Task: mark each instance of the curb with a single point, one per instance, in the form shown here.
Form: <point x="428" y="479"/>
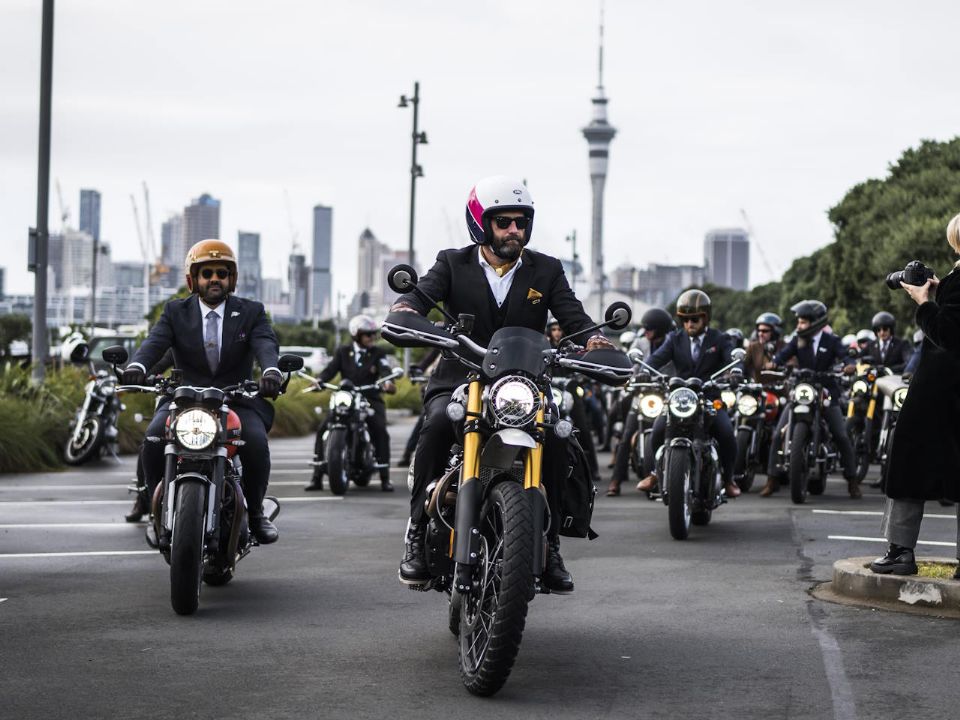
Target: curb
<point x="854" y="584"/>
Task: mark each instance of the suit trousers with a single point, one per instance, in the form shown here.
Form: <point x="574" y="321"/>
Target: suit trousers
<point x="254" y="455"/>
<point x="901" y="522"/>
<point x="433" y="450"/>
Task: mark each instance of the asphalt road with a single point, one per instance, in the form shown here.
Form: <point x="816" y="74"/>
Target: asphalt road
<point x="720" y="625"/>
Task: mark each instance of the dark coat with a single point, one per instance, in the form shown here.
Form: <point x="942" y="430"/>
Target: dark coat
<point x="247" y="334"/>
<point x="925" y="457"/>
<point x="458" y="281"/>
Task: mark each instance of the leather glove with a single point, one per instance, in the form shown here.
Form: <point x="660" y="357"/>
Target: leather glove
<point x="133" y="376"/>
<point x="270" y="384"/>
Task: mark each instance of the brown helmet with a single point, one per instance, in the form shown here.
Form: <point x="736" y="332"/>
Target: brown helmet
<point x="693" y="302"/>
<point x="211" y="250"/>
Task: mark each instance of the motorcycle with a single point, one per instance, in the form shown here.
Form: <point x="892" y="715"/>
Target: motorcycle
<point x="198" y="512"/>
<point x="488" y="515"/>
<point x="343" y="449"/>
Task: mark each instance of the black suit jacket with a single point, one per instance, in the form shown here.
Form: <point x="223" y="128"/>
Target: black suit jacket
<point x="715" y="349"/>
<point x="458" y="281"/>
<point x="247" y="334"/>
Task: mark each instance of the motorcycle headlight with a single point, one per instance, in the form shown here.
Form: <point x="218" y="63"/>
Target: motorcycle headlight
<point x="683" y="402"/>
<point x="514" y="401"/>
<point x="804" y="394"/>
<point x="340" y="398"/>
<point x="650" y="406"/>
<point x="899" y="395"/>
<point x="196" y="429"/>
<point x="729" y="398"/>
<point x="747" y="405"/>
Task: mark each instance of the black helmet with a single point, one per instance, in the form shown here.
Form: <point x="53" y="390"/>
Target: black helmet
<point x="771" y="319"/>
<point x="658" y="320"/>
<point x="884" y="319"/>
<point x="814" y="311"/>
<point x="693" y="302"/>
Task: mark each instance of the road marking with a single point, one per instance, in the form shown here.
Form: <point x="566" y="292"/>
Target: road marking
<point x="884" y="540"/>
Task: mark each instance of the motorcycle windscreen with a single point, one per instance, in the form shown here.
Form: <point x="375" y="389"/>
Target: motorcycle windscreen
<point x="515" y="349"/>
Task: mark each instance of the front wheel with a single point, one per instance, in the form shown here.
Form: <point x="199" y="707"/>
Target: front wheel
<point x="186" y="549"/>
<point x="799" y="462"/>
<point x="494" y="612"/>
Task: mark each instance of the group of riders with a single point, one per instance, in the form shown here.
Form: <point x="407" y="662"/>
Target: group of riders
<point x="498" y="280"/>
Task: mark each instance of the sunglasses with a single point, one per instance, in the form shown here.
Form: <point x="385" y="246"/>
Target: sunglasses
<point x="503" y="222"/>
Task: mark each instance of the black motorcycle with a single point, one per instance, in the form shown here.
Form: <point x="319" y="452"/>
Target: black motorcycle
<point x="488" y="516"/>
<point x="343" y="449"/>
<point x="199" y="512"/>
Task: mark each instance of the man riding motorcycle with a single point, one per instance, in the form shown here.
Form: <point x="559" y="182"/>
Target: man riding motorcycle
<point x="818" y="350"/>
<point x="502" y="284"/>
<point x="697" y="350"/>
<point x="215" y="337"/>
<point x="362" y="363"/>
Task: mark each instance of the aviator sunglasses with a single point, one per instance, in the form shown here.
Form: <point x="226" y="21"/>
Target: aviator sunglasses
<point x="504" y="222"/>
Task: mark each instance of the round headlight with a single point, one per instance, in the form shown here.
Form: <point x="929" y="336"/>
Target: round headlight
<point x="899" y="395"/>
<point x="804" y="394"/>
<point x="683" y="402"/>
<point x="747" y="405"/>
<point x="514" y="401"/>
<point x="196" y="429"/>
<point x="651" y="406"/>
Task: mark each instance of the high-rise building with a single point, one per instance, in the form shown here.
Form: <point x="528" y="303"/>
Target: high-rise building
<point x="248" y="257"/>
<point x="321" y="288"/>
<point x="726" y="257"/>
<point x="598" y="133"/>
<point x="90" y="213"/>
<point x="201" y="220"/>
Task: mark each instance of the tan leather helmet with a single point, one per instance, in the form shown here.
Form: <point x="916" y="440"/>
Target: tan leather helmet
<point x="211" y="250"/>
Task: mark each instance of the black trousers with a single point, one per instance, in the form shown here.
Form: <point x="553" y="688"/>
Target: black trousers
<point x="433" y="450"/>
<point x="720" y="428"/>
<point x="254" y="455"/>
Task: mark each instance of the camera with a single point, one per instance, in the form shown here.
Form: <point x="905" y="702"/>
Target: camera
<point x="915" y="273"/>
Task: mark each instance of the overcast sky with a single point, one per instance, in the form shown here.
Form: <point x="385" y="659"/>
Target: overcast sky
<point x="719" y="106"/>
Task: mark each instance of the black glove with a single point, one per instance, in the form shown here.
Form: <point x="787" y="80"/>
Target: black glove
<point x="270" y="384"/>
<point x="133" y="376"/>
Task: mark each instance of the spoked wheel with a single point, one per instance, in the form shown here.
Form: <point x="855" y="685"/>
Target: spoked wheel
<point x="493" y="614"/>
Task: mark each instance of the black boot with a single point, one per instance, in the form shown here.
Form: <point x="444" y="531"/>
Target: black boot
<point x="413" y="567"/>
<point x="555" y="576"/>
<point x="898" y="561"/>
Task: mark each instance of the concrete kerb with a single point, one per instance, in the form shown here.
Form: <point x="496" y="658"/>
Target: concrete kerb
<point x="854" y="584"/>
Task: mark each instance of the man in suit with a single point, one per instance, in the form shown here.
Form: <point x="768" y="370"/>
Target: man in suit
<point x="888" y="349"/>
<point x="363" y="363"/>
<point x="215" y="337"/>
<point x="502" y="283"/>
<point x="818" y="350"/>
<point x="697" y="350"/>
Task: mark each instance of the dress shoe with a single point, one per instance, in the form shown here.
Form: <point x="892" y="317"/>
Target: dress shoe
<point x="555" y="576"/>
<point x="648" y="484"/>
<point x="413" y="567"/>
<point x="898" y="561"/>
<point x="263" y="530"/>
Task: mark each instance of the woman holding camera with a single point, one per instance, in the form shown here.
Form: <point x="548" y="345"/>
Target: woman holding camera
<point x="926" y="442"/>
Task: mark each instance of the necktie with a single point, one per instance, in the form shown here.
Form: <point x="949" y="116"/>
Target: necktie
<point x="211" y="341"/>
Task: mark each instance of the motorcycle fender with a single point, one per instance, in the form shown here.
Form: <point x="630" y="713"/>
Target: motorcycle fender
<point x="502" y="448"/>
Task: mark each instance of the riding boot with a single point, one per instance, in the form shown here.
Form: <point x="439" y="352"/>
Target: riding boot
<point x="413" y="567"/>
<point x="555" y="576"/>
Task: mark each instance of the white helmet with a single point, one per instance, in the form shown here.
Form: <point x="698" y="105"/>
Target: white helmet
<point x="362" y="324"/>
<point x="492" y="195"/>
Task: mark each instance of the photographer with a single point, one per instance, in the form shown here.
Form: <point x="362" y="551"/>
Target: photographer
<point x="926" y="444"/>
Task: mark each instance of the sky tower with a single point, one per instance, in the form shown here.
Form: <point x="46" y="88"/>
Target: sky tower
<point x="598" y="133"/>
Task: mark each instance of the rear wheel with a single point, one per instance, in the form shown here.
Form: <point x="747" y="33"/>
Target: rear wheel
<point x="493" y="614"/>
<point x="186" y="549"/>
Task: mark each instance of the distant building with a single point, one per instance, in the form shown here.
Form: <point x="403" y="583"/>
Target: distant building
<point x="321" y="286"/>
<point x="90" y="213"/>
<point x="726" y="257"/>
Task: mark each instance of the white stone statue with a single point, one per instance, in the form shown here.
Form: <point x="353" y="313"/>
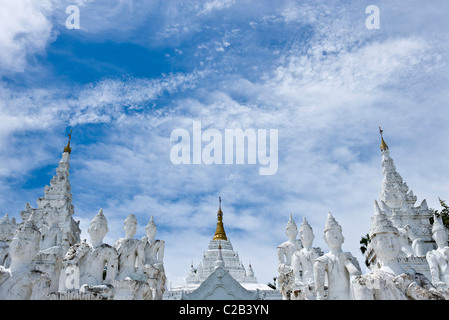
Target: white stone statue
<point x="91" y="267"/>
<point x="131" y="282"/>
<point x="130" y="251"/>
<point x="336" y="266"/>
<point x="50" y="257"/>
<point x="21" y="281"/>
<point x="7" y="228"/>
<point x="154" y="258"/>
<point x="438" y="259"/>
<point x="390" y="281"/>
<point x="302" y="263"/>
<point x="285" y="253"/>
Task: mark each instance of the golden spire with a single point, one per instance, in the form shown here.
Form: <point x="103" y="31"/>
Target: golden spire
<point x="67" y="147"/>
<point x="383" y="145"/>
<point x="220" y="234"/>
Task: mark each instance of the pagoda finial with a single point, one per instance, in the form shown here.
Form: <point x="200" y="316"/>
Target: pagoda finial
<point x="220" y="234"/>
<point x="67" y="147"/>
<point x="383" y="145"/>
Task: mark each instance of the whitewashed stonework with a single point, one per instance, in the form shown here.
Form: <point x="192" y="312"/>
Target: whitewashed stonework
<point x="438" y="259"/>
<point x="231" y="259"/>
<point x="231" y="280"/>
<point x="334" y="271"/>
<point x="43" y="257"/>
<point x="7" y="228"/>
<point x="412" y="222"/>
<point x="390" y="281"/>
<point x="285" y="252"/>
<point x="89" y="269"/>
<point x="22" y="281"/>
<point x="302" y="264"/>
<point x="220" y="285"/>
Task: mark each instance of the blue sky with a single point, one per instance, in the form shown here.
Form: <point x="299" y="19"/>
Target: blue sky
<point x="137" y="70"/>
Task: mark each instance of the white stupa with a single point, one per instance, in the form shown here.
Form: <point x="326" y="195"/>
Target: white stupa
<point x="398" y="203"/>
<point x="220" y="250"/>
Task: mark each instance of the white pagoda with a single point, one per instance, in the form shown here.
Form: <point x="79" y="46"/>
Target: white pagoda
<point x="413" y="222"/>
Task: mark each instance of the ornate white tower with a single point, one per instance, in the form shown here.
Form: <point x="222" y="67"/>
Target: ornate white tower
<point x="229" y="257"/>
<point x="398" y="203"/>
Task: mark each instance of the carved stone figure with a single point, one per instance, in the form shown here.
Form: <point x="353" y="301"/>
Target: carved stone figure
<point x="302" y="264"/>
<point x="338" y="267"/>
<point x="21" y="281"/>
<point x="130" y="251"/>
<point x="438" y="259"/>
<point x="390" y="281"/>
<point x="7" y="228"/>
<point x="285" y="253"/>
<point x="91" y="267"/>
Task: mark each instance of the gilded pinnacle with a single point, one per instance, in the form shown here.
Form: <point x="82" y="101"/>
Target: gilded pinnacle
<point x="67" y="147"/>
<point x="220" y="234"/>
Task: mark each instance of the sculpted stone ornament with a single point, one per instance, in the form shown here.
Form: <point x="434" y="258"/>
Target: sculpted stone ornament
<point x="338" y="267"/>
<point x="438" y="259"/>
<point x="285" y="253"/>
<point x="390" y="281"/>
<point x="154" y="261"/>
<point x="302" y="263"/>
<point x="131" y="279"/>
<point x="89" y="269"/>
<point x="7" y="228"/>
<point x="21" y="281"/>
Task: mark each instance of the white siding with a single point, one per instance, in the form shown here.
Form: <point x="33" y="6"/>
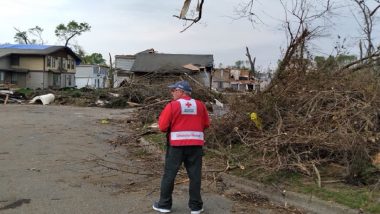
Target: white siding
<point x="124" y="64"/>
<point x="35" y="80"/>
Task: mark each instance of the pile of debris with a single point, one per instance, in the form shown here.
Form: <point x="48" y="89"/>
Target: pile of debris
<point x="313" y="120"/>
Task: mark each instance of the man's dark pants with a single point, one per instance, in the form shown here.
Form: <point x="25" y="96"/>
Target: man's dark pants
<point x="191" y="156"/>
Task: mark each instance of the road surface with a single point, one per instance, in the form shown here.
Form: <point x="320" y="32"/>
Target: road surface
<point x="56" y="159"/>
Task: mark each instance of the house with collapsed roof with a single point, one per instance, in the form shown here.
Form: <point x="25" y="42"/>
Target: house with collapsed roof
<point x="37" y="66"/>
<point x="91" y="76"/>
<point x="236" y="79"/>
<point x="150" y="66"/>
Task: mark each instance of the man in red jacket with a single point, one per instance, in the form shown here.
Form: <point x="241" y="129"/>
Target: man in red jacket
<point x="184" y="120"/>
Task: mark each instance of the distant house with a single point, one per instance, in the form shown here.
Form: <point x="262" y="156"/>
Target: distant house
<point x="37" y="66"/>
<point x="152" y="67"/>
<point x="92" y="76"/>
<point x="237" y="79"/>
<point x="123" y="65"/>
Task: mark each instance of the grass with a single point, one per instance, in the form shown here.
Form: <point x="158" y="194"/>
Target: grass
<point x="353" y="197"/>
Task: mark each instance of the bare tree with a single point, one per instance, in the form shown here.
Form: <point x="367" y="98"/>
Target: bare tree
<point x="26" y="37"/>
<point x="368" y="18"/>
<point x="299" y="25"/>
<point x="184" y="13"/>
<point x="21" y="37"/>
<point x="37" y="32"/>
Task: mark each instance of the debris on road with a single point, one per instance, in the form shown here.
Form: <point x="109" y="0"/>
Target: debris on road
<point x="43" y="99"/>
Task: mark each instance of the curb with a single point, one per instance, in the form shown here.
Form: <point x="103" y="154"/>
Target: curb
<point x="310" y="204"/>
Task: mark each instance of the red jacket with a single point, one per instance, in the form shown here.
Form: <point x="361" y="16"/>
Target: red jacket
<point x="186" y="119"/>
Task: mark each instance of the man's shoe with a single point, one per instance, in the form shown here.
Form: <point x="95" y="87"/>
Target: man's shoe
<point x="161" y="210"/>
<point x="197" y="211"/>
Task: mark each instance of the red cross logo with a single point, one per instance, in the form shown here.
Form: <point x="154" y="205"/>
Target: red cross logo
<point x="188" y="104"/>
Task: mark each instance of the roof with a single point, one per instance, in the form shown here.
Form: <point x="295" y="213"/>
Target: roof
<point x="169" y="63"/>
<point x="27" y="49"/>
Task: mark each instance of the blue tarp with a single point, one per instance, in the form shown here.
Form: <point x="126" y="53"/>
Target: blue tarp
<point x="25" y="46"/>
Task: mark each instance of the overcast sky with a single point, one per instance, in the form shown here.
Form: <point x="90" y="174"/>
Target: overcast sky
<point x="130" y="26"/>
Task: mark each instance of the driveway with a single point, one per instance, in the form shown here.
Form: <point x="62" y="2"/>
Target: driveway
<point x="56" y="159"/>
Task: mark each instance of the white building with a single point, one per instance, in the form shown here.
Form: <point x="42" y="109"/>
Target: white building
<point x="92" y="76"/>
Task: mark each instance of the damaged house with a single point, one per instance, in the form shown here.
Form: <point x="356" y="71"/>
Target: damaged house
<point x="91" y="76"/>
<point x="236" y="79"/>
<point x="152" y="67"/>
<point x="37" y="66"/>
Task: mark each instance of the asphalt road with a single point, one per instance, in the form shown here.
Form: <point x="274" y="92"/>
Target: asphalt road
<point x="53" y="159"/>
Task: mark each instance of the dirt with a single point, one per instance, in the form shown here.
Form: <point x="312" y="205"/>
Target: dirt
<point x="58" y="159"/>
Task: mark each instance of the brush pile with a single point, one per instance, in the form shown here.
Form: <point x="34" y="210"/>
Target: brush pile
<point x="306" y="123"/>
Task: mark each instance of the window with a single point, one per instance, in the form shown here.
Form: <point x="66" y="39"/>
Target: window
<point x="64" y="63"/>
<point x="15" y="60"/>
<point x="1" y="77"/>
<point x="14" y="78"/>
<point x="56" y="79"/>
<point x="69" y="77"/>
<point x="48" y="61"/>
<point x="53" y="59"/>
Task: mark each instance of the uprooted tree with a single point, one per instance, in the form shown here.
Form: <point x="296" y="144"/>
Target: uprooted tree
<point x="72" y="29"/>
<point x="309" y="117"/>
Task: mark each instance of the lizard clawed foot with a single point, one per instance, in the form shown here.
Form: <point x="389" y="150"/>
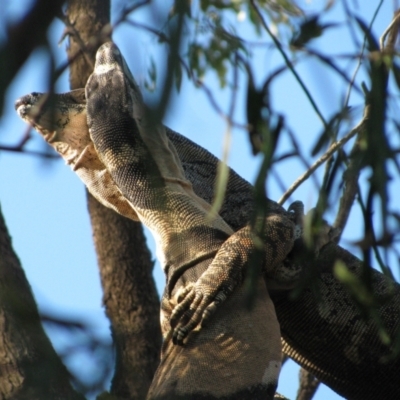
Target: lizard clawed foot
<point x="197" y="302"/>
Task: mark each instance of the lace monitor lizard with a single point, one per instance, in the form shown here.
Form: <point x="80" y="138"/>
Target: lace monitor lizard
<point x="330" y="339"/>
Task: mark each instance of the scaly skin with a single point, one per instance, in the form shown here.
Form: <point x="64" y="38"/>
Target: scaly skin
<point x="329" y="339"/>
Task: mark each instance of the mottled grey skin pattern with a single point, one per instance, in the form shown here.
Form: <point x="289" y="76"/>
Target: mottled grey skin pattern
<point x="236" y="356"/>
<point x="330" y="338"/>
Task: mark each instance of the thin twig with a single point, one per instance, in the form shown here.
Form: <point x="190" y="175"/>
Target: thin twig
<point x="332" y="149"/>
<point x="353" y="78"/>
<point x="289" y="64"/>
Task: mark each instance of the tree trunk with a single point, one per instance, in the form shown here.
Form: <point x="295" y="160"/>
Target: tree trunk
<point x="130" y="296"/>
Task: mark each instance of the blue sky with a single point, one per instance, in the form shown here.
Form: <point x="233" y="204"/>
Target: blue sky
<point x="44" y="203"/>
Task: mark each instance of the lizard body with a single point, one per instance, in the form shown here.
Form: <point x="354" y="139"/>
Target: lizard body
<point x="314" y="334"/>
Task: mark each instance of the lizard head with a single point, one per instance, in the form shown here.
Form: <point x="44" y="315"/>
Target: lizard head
<point x="61" y="120"/>
<point x="111" y="71"/>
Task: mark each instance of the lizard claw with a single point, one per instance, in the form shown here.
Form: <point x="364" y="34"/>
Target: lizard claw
<point x="196" y="304"/>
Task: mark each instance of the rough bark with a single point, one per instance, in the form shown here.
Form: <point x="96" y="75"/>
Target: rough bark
<point x="308" y="385"/>
<point x="130" y="299"/>
<point x="29" y="366"/>
<point x="130" y="296"/>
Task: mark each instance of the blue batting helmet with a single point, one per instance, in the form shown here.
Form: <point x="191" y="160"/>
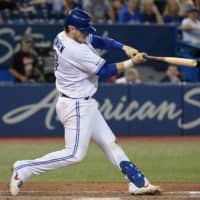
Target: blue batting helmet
<point x="80" y="20"/>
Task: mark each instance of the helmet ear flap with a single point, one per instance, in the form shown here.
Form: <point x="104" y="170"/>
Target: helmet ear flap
<point x="80" y="20"/>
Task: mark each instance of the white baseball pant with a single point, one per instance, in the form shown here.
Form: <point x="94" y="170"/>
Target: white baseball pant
<point x="82" y="121"/>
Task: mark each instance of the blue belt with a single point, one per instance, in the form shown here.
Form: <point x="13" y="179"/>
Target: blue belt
<point x="64" y="95"/>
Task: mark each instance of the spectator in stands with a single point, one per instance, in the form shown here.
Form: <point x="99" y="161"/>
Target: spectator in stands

- **ASSIGNMENT**: Count the lines of the entries that hold the string "stands", then state that number and nothing more.

- **EXPECTED ANSWER**: 2